◆ Exercise prompt:
The data below is to be returned in full and exactly.

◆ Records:
[start]
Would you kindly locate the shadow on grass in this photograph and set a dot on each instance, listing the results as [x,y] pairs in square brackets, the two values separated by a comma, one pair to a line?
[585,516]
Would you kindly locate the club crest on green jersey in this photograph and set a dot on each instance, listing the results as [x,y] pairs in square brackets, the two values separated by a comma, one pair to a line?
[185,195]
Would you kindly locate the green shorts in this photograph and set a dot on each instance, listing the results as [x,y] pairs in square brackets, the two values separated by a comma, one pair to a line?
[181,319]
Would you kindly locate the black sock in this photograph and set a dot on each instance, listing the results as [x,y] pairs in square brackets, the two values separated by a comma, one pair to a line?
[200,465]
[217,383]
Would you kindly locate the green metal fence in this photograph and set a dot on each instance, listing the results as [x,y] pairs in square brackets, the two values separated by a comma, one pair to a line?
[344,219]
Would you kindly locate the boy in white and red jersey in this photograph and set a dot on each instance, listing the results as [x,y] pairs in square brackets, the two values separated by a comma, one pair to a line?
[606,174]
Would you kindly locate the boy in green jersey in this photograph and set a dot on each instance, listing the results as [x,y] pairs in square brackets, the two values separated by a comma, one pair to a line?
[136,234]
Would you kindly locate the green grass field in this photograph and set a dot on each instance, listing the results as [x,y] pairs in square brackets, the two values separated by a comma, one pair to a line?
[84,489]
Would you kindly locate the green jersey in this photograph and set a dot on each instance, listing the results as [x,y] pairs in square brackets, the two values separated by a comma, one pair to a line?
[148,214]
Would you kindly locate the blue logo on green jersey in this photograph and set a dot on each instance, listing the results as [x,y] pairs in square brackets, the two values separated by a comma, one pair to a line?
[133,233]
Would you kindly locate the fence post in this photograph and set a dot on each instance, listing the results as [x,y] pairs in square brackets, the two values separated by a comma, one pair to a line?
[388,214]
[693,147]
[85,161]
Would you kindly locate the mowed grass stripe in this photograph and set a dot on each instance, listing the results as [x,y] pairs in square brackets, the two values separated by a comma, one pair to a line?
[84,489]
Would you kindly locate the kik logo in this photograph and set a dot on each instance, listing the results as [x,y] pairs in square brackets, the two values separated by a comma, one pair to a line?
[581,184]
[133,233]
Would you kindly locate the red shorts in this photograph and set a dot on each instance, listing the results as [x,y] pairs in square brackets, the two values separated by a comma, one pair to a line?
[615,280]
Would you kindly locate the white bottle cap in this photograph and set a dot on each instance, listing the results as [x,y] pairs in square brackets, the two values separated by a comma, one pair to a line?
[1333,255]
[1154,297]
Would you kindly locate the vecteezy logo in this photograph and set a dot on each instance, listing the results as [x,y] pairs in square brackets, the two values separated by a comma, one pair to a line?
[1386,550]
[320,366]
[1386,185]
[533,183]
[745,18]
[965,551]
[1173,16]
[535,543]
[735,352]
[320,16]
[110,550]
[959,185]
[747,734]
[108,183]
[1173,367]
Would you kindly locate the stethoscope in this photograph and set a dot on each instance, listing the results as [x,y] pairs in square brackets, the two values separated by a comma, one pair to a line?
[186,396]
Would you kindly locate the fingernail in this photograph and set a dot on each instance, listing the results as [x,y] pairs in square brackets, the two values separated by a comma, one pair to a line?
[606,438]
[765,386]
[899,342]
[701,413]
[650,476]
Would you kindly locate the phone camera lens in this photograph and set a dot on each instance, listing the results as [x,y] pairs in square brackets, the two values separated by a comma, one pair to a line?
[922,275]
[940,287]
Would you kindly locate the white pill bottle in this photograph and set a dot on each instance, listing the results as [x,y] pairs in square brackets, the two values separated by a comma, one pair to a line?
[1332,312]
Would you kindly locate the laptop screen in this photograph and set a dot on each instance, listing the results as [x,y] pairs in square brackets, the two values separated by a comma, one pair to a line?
[end]
◆ Correct output:
Would you kindly locate the shadow on grass in this photograph and set a dot on each instance, listing the results as [x,y] pairs in square brackets, the two values separated by a comma, one pair to a line?
[585,516]
Would you kindly locate the club crest on green jersey in this photograph and set a dot on each instance, listing the results as [x,y] pairs in square brackets, the two values separated by a comma, one pair to a line?
[185,195]
Would you kindly locate the green shorts in this photograph and set a dot on each instance, listing the results as [x,y] pairs in square brackets, the two values separated by a comma, one pair to a line?
[181,319]
Would you kindly locate the black sock in this photograph and set a dot on each instance, listing the results as [x,y] pairs in square brackets, the two values separated by a comma, one pair to a line?
[200,465]
[217,383]
Would you kindly locate the green metal fence in this photograph and set a dot on each instance, listing the results as [x,y] pairs in square brackets, the two values separated by a comma, one pair to a line?
[344,219]
Would you kindly locate the boy in white and red jersey in this photograph and set a dot on each instance, listing the results as [x,y] pairs in square brackets, the two values separated by a comma, one pair to a line?
[606,174]
Would you kindly locate the boy in green jersey in this photograph and set a dot on each instance, listing the results as [x,y] pairs in square brackets, the two values separated by a comma, one pair to a line?
[136,234]
Would you kindly locate the green grass field in this photograph and set a dot on each instance, listing the results as [x,y] pairs in square brackets, the two values separated by a comma, one pair to a line?
[84,489]
Would you kindly locate the green jersey in this photograph and set a dot on each instance, listing the results as [x,y] pairs in square brackets, the two values separated by a comma, one pair to a line?
[148,214]
Would you kindly locate the blue logo on green jersey in this photograph and set a dot on each instance, listing the results as [x,y] pairs in square brackets, the two values separated by a comma, one pair to a line?
[133,233]
Would you kindly locate the fence post in this photograph and set a dot on each instance, listing the results as [x,y] pairs in square brackets, the two values separated by a comma, one pair to a line?
[388,214]
[693,147]
[85,161]
Would you kindly locate the mowed grass stripe in this photograph and set a dot on each instance, listing the results as [x,y] pairs in square brackets, the two values separated by a comma, one pair to a line?
[84,489]
Would you kindly locate the kik logo in this photograph and set a dot on each instance, listing the results as [x,y] pairs in square brackets, the two values separated by a comma, one pair to a line?
[581,184]
[133,233]
Would you kindly locate the red shorts in this photograph and set a dot on each instance, listing the results as [x,y] pairs in square brackets, the two values separated by a comma, one pair to a line?
[615,280]
Would you kindly locate the white bottle cap in this photograph and set a dot on each instance, listing the results as [x,y] pairs in square brackets, the two values separated by a comma, one pair to a line?
[1333,255]
[1154,297]
Would you kindly locate the vecteezy logo in this photograph and set a dot on each instance, listing the results as [x,y] pairs in square brackets, the two values separated by a comma, one pair to a line?
[1386,550]
[320,366]
[1386,185]
[533,183]
[745,18]
[965,551]
[1173,16]
[535,543]
[735,352]
[320,16]
[110,550]
[959,185]
[747,734]
[108,183]
[1173,367]
Would you kindly locate the stethoscope in this photograph and set a dot on each instance, listing the results as [x,y] pairs in square brackets, the two values separated by a comma, one pair to a line?
[186,396]
Would you kindly locate the fingernail in this photograph and set a dot on each instance, listing the results as [x,y] pairs in square brackets, the two values separated by a comma, one pair to a line?
[606,438]
[765,386]
[899,342]
[701,413]
[650,476]
Would you kindly locate the phone camera lens in this photograph and set a dot on each instance, listing the results as [x,y] pairs in square brackets, the two values separated by a comma, one pair to a line?
[922,275]
[940,287]
Would you kindly locate the white pill bottle in this photograph and set a dot on each instance, listing the results as [x,y] pairs in square brackets, the two values separated by a comma, one pair to a line?
[1332,312]
Would you kindly locate the laptop screen in this photograph and set a dot on each instance, listing the results as [x,y] pairs in square brackets, the two values separated by a comma, one pair to a line?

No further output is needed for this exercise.